TEXT EXCERPT:
# # # # #

My attempt to fix scripts in wiki article Full System Backup with tar

Hello,
recently I installed Arch ARM on my old Raspberry Pi, took a while to set it up as the Pi is slow as hell compared to modern computers. I also take care of a really small VPS for a family business website running debian. Both only have about 16 GB of space, so I was looking into a simple backup solution that would generate compressed tar files that I could later automatically download with ftp to my main machine that has lots of storage space.

I found a wiki article https://wiki.archlinux.org/index.php/Fu … p_with_tar, but found the solution lacking:
a) Why would you need a live cd chroot to perform backups, when you can just tar a live system while excluding system directories and files like shown in https://wiki.archlinux.org/index.php/fu … with_rsync?
b) Can't transparently set compression (might be important for some!)
c) No progress bar (backups can take a long time, which I think warrants pv installation if you run them manually)

I've never really scripted before in bash, so this is my first attempt to fix the aforementioned script. It works great for me (as far as creating an archive goes), but I would like some comments to see if it's done properly. Also, I know that there is a lot of room for improvement, I could envisage a configuration file to avoid editing the script itself to change options, command line switches, etc. But right now I have to study and maybe I will improve it in July, if comments are favourable.

# # # # #

ENTRIES PROVIDED:
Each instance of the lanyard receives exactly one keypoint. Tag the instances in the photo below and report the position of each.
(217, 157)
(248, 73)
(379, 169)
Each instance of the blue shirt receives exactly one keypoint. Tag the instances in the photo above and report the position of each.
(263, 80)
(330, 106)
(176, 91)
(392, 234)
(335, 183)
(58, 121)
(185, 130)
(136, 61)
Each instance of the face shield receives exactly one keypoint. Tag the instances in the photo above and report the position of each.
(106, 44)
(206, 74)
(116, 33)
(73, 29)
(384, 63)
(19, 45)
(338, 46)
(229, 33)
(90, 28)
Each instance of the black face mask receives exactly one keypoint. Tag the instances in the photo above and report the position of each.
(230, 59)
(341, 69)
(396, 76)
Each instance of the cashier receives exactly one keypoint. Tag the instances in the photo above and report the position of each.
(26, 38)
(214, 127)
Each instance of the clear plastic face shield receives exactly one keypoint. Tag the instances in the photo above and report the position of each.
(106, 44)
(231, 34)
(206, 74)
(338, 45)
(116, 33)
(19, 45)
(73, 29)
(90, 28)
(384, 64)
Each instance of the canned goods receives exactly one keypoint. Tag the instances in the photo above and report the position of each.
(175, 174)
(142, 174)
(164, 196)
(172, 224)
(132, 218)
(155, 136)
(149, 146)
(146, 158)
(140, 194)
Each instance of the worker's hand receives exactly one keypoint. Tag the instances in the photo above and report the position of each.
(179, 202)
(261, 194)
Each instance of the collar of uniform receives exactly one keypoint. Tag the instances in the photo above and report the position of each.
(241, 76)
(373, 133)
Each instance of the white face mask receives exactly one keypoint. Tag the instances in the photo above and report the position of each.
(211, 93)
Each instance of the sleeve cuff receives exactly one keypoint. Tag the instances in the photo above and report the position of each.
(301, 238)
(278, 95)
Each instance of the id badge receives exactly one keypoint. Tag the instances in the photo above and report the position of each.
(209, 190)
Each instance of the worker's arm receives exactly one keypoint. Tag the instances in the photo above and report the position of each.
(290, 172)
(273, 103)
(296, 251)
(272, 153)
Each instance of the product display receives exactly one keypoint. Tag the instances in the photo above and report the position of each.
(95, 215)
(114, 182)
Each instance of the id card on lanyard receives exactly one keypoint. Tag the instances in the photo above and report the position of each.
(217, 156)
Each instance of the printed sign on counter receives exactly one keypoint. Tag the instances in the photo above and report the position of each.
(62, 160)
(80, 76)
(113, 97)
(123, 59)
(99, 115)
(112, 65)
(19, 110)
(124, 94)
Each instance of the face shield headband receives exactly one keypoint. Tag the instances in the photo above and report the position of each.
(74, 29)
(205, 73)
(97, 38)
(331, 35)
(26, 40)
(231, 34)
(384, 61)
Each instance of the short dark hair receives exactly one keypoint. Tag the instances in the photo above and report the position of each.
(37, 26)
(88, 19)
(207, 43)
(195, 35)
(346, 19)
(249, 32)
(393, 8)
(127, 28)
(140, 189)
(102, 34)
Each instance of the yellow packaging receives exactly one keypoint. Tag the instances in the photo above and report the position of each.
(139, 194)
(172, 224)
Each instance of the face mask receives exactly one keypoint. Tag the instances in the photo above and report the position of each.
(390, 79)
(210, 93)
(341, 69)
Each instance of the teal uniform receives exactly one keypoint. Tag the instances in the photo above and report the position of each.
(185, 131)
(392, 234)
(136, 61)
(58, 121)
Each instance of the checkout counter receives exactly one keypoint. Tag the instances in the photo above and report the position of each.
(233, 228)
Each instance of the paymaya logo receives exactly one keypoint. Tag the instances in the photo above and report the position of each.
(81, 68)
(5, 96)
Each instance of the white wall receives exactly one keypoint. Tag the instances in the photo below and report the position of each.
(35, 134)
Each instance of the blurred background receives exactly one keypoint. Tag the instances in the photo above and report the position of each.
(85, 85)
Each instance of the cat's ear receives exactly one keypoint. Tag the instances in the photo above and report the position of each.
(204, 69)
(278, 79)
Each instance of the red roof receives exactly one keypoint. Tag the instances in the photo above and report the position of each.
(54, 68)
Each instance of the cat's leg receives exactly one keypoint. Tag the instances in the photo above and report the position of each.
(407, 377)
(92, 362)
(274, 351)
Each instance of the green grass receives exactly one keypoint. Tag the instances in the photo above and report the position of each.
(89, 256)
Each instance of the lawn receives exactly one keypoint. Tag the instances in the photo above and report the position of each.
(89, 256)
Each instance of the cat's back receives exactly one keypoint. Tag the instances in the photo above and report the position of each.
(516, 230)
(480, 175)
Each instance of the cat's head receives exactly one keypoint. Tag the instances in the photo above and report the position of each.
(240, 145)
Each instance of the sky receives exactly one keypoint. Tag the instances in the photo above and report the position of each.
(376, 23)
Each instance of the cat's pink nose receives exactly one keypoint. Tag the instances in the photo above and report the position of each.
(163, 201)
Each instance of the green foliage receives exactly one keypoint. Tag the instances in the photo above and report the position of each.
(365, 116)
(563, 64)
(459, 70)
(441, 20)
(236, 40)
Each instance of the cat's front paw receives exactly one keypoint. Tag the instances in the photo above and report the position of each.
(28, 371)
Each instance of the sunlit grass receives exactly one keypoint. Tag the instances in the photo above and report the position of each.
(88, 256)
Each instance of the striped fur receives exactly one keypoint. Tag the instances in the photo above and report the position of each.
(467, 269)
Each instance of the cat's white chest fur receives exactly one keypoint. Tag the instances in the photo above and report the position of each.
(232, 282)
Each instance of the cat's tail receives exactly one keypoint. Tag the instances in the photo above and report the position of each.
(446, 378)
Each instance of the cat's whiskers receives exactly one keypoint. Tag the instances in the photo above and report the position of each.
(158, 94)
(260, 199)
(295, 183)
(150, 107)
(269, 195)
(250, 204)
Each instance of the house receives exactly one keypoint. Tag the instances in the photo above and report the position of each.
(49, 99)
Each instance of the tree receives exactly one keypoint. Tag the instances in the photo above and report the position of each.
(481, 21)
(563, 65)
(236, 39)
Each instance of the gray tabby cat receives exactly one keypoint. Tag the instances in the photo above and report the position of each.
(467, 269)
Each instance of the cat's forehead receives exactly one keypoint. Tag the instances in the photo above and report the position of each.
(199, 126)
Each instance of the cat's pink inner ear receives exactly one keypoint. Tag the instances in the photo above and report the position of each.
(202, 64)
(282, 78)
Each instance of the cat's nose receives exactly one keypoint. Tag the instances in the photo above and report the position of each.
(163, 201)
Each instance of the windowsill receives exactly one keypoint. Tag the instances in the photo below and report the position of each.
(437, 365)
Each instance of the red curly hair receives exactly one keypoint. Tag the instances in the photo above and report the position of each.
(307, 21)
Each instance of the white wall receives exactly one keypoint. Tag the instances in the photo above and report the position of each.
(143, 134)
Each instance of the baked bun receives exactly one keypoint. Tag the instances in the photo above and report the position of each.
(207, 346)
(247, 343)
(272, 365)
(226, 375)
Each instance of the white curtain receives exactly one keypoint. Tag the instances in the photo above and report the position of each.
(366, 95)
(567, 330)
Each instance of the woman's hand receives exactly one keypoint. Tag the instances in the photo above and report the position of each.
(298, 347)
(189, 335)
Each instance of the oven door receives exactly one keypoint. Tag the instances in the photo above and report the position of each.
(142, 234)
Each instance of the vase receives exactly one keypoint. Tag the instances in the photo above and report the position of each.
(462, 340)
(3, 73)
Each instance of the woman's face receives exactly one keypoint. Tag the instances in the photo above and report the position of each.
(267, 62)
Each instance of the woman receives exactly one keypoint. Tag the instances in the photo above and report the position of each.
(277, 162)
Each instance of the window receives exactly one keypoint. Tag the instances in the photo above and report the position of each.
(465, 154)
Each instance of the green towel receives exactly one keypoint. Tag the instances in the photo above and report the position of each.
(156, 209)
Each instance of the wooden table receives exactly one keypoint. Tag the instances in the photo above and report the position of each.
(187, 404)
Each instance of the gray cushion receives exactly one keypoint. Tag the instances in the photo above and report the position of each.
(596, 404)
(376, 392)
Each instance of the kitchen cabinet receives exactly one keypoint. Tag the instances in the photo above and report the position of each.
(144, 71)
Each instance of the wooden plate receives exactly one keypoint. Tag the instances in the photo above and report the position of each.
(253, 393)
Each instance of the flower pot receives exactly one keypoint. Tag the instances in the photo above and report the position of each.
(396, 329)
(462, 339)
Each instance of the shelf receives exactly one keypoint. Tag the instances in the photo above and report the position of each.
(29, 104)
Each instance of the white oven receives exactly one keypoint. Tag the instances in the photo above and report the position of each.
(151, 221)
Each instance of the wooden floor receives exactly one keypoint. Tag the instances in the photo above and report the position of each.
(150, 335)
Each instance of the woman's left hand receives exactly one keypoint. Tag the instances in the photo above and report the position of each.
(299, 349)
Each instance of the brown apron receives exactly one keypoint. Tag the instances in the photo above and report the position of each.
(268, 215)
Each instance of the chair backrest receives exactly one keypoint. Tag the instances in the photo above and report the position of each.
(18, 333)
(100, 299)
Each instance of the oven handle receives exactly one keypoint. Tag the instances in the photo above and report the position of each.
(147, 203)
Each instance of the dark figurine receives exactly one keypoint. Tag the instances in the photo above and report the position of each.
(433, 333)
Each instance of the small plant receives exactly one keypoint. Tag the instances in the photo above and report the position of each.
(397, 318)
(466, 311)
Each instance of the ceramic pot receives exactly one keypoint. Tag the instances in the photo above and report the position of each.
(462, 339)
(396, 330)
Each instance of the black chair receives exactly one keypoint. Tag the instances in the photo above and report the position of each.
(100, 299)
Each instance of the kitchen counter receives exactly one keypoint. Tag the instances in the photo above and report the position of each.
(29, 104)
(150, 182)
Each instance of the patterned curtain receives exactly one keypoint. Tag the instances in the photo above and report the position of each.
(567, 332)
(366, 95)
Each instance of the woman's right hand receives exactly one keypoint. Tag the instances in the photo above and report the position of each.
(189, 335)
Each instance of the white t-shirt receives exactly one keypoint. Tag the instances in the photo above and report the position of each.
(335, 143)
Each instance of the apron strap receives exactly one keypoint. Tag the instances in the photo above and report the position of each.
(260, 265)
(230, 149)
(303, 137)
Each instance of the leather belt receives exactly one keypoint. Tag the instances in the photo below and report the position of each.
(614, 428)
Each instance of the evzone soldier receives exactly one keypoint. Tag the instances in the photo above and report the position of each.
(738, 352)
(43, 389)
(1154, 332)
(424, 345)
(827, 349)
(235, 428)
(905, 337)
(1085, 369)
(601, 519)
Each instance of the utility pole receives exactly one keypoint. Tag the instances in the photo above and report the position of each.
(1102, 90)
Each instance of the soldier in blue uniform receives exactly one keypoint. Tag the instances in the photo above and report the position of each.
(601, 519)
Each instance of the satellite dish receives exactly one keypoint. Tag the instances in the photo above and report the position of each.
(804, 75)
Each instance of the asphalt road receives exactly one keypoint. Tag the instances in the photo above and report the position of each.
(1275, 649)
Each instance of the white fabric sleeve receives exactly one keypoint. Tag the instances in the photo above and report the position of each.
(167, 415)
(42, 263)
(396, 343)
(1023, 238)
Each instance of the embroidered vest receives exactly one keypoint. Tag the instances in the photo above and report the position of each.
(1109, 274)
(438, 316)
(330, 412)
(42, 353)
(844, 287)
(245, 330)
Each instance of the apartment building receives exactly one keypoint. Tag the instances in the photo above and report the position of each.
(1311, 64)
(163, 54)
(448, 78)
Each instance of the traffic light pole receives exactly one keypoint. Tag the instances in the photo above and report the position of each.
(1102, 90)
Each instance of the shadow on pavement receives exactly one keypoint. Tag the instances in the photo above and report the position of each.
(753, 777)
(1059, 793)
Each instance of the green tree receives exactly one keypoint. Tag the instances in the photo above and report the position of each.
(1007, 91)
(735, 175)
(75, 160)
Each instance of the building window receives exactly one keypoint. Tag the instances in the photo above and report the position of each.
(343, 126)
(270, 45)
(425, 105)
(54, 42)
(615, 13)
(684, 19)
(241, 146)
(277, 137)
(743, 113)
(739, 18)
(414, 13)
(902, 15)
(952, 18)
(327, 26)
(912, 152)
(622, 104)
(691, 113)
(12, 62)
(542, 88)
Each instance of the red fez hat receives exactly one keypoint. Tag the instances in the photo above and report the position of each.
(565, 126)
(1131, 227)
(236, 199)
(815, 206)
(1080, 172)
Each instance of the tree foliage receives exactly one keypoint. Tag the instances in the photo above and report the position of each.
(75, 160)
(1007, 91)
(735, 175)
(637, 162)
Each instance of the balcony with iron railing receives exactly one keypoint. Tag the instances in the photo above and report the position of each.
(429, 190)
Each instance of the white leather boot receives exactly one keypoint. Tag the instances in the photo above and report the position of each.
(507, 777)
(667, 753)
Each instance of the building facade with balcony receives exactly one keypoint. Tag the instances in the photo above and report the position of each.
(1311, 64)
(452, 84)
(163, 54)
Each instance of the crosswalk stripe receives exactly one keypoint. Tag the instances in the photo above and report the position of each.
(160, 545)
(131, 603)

# # # # #

Decide whether each statement agrees with the post on the tar backup script, answering yes or no and quoting the words of the post that settle it. (a) The Raspberry Pi and the VPS each have only about 16 GB of space. (b) The VPS runs Arch ARM. (c) The writer has a lot of experience writing bash scripts.

(a) Yes: "Both only have about 16 GB of space"
(b) No: "a really small VPS for a family business website running debian"
(c) No: "I've never really scripted before in bash"